**Supplied text:**
----

Kids Do Well If They Can
Updated: Feb 25, 2019
I can’t say how many times I’ve heard frustrated caregivers interpreting kids behavior, “I know they can control themselves...they just don't want to!”. Sometimes when we are in the throes of challenging behavior, it’s easy to get caught up in this perspective--after all, it can absolutely feel like the child should be able to better control themselves.
But remaining in "shoulds" only leaves us feeling (and acting) angry. This explanation isn’t helpful and can keep us stuck in a “negative feedback loop” where kids misbehave, grown ups become angry, kids act out more, grown ups get angrier, and on and on. Alternatively, kids are anxious, grown ups become anxious, kids become more anxious, and so it goes.
Instead of getting caught up in such a spiral, Psychologist Ross Greene urges parents and caregivers to remember that “Kids do well if they can”.
The truth is, kids want to do well. Kids want to feel successful, to gain confidence as they master developmentally appropriate tasks. Kids also want the approval of their caregivers. Even as babies, they are learning what to do by watching their grown ups' reactions. When a caregiver celebrates a successful trip to the potty, the young child learns that using the potty is positive, the pleasure of feeling approval is greater than the anxiety of doing something new. And so they do it again until it becomes a new skill. This attachment relationship formed between a child and their primary caregivers also extends to other grown ups in authority, such as teachers. That’s why research has shown that the most important variable in student learning is the relationship with their teacher.

----

**Task details:** Write out, word for word, the part of the passage on children's behavior that begins at the words "The truth is, kids" and stops after "with their teacher.".

**Dataset extract:**
----

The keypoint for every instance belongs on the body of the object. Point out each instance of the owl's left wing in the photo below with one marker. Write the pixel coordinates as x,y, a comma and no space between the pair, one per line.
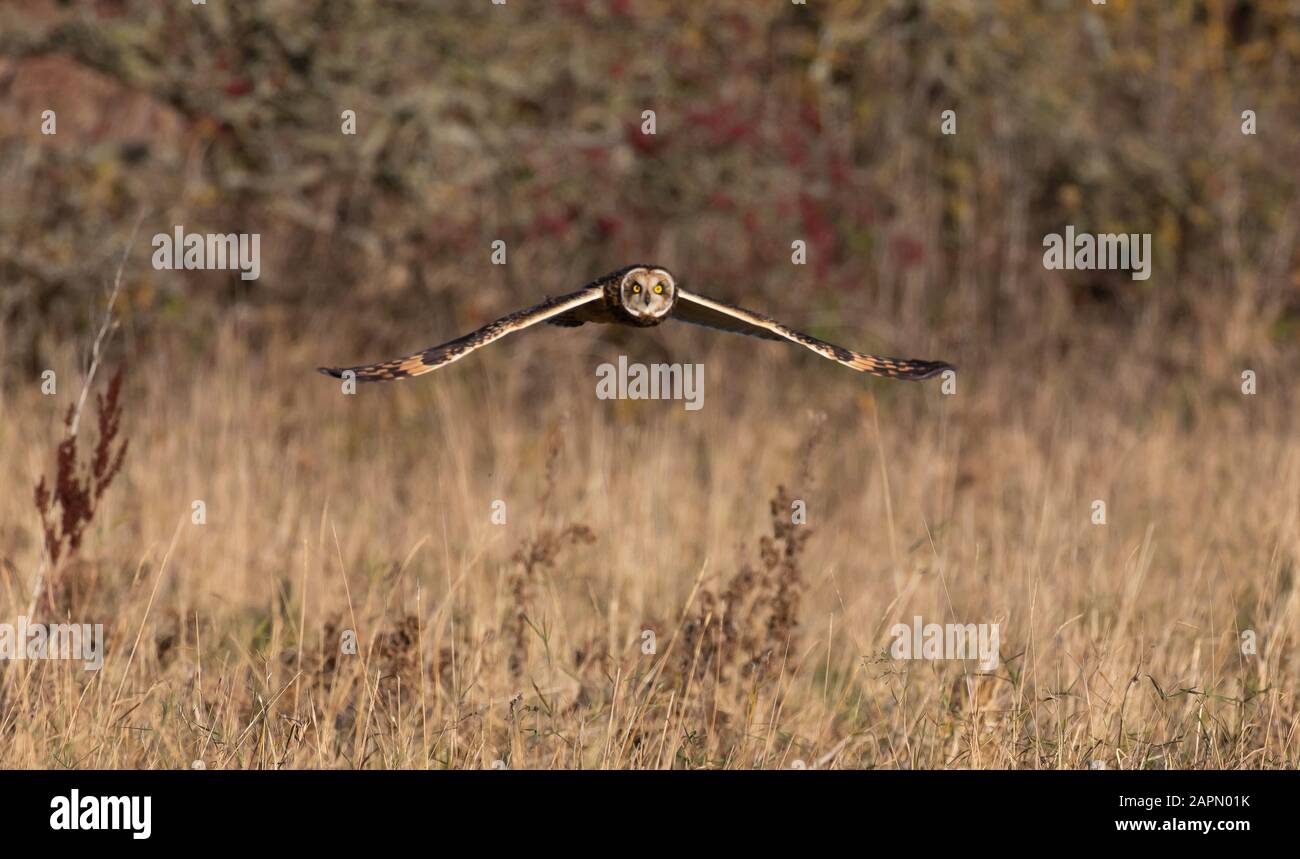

----

**Response below:**
The truth is, kids want to do well. Kids want to feel successful, to gain confidence as they master developmentally appropriate tasks. Kids also want the approval of their caregivers. Even as babies, they are learning what to do by watching their grown ups' reactions. When a caregiver celebrates a successful trip to the potty, the young child learns that using the potty is positive, the pleasure of feeling approval is greater than the anxiety of doing something new. And so they do it again until it becomes a new skill. This attachment relationship formed between a child and their primary caregivers also extends to other grown ups in authority, such as teachers. That’s why research has shown that the most important variable in student learning is the relationship with their teacher.